_MATERIAL SHOWN_.
* Start *
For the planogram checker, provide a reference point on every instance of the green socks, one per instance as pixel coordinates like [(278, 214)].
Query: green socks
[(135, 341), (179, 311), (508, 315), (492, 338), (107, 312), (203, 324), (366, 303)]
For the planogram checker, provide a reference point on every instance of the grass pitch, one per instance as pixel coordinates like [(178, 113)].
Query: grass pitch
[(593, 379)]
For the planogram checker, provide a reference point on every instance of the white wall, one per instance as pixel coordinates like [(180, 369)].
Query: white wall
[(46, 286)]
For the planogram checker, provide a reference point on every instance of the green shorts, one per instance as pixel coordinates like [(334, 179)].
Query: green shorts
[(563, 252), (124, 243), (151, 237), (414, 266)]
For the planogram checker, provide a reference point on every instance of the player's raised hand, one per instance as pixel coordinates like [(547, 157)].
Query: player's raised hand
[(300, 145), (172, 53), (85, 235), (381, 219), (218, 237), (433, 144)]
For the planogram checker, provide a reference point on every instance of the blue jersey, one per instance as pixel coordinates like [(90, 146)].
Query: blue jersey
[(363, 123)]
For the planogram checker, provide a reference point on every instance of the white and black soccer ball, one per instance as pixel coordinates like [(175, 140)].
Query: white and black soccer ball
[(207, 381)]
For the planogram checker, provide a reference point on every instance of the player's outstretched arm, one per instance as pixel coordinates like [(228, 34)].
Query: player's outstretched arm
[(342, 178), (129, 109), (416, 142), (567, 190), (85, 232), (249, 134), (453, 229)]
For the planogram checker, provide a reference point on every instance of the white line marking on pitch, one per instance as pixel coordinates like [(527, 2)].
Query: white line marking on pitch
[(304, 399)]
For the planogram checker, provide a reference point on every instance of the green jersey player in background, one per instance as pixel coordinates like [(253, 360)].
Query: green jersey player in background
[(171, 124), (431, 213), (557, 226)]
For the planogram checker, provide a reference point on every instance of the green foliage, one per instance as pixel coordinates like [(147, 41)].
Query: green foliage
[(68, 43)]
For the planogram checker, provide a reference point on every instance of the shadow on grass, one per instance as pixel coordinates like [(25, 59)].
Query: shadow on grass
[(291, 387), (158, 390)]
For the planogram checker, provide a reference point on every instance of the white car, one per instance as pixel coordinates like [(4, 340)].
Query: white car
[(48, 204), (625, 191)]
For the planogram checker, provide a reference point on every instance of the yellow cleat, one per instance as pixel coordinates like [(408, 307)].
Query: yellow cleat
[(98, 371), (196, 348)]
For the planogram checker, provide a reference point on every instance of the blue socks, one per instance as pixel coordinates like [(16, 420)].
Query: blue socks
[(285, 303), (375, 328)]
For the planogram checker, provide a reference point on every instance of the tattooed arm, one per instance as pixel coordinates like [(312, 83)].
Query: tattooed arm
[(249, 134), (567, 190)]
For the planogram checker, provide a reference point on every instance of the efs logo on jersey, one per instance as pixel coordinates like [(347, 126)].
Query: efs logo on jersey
* End *
_YOUR OBJECTIVE_.
Revise the records starting at the line that contains "like [(4, 340)]." and ending at the line that contains "[(48, 204), (625, 191)]" by changing "white car" to "silver car" and leaving the rest as it is. Return only those lines.

_ANSWER_.
For the planogram checker, provide a reference point on every instance of the silver car, one per instance as pixel coordinates like [(4, 340)].
Query: silver car
[(48, 204), (625, 191)]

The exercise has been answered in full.